#### What you will do:
Identify each line below that contains the string "foliage" and copy those lines. Case counts.
***
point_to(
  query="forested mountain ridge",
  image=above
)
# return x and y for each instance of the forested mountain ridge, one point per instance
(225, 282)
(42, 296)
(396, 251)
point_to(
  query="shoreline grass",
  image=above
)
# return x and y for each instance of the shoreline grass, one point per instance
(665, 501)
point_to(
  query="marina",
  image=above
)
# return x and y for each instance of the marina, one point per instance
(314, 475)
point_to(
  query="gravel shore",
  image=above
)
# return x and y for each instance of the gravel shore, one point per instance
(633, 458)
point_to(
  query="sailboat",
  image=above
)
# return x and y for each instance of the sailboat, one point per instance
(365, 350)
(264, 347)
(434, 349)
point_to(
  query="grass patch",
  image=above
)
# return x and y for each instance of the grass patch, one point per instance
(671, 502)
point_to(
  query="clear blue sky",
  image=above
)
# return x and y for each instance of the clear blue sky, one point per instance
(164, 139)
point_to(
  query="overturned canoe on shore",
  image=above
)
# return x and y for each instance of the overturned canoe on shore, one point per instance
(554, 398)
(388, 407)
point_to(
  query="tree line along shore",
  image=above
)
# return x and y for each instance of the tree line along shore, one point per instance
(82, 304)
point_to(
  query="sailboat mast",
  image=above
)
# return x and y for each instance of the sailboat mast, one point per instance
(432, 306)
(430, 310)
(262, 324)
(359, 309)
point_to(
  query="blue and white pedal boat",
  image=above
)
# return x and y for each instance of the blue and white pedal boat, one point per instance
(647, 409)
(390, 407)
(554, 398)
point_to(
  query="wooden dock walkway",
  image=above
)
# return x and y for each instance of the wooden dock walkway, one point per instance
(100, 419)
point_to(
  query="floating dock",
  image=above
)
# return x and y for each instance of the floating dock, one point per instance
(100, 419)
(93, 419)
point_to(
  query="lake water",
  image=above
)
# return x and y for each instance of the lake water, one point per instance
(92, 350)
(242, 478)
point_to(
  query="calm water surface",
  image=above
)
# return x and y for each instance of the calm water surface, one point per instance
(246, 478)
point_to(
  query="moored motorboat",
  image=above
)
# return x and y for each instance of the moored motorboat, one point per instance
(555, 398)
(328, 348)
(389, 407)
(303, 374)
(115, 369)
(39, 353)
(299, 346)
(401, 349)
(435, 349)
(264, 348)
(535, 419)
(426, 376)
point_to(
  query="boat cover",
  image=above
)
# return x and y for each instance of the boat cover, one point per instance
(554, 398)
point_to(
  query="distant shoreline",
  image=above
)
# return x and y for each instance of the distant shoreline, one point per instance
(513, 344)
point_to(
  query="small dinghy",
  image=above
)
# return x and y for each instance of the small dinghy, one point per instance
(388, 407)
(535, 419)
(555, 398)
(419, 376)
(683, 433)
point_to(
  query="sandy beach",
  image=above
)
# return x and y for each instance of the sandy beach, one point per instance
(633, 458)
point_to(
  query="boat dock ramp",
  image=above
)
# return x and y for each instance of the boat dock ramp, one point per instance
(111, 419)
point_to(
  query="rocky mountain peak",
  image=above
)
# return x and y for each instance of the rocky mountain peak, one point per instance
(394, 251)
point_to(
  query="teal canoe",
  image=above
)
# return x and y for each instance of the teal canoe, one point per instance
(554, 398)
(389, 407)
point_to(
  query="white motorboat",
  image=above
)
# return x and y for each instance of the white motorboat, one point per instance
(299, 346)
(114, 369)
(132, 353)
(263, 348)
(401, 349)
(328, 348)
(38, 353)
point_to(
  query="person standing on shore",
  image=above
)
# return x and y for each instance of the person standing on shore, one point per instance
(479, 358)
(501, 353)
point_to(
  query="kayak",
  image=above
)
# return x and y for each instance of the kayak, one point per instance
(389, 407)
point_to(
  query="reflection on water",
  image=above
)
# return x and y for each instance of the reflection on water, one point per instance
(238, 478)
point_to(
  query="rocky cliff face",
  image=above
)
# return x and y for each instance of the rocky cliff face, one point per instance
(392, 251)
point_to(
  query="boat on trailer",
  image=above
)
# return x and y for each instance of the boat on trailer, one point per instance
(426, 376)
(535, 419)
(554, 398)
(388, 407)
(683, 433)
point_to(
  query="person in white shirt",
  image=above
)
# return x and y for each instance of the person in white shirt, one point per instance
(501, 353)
***
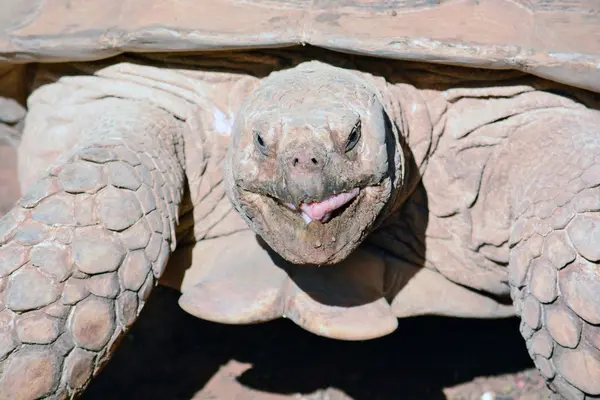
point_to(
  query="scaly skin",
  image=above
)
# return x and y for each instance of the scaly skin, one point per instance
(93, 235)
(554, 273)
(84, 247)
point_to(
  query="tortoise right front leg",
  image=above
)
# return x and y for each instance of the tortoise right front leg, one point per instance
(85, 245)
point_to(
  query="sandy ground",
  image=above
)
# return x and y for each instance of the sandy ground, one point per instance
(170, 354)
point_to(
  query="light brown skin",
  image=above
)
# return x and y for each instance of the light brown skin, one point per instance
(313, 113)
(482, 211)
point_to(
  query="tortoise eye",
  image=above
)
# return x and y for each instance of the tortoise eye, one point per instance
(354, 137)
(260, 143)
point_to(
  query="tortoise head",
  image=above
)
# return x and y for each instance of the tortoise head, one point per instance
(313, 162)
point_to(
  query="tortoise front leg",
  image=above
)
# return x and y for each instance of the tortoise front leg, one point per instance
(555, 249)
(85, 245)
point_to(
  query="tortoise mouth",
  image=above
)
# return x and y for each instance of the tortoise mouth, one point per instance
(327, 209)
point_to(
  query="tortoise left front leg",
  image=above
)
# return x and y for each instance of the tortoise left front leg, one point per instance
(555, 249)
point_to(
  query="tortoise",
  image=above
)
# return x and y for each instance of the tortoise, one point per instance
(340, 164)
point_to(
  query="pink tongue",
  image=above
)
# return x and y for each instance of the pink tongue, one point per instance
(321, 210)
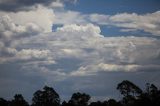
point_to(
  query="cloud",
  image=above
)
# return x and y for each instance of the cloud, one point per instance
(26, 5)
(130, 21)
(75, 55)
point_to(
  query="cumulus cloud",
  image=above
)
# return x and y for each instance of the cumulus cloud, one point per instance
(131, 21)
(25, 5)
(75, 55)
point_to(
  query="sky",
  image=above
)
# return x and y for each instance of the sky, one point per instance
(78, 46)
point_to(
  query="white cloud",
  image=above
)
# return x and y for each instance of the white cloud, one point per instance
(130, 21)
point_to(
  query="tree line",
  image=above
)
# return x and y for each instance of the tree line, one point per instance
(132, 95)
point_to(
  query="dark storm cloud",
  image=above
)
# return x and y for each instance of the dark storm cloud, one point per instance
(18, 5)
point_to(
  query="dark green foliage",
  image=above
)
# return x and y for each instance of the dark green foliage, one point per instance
***
#### Task result:
  query="dark green foliage",
# return x and y for each instance of the dark green foliage, one point per instance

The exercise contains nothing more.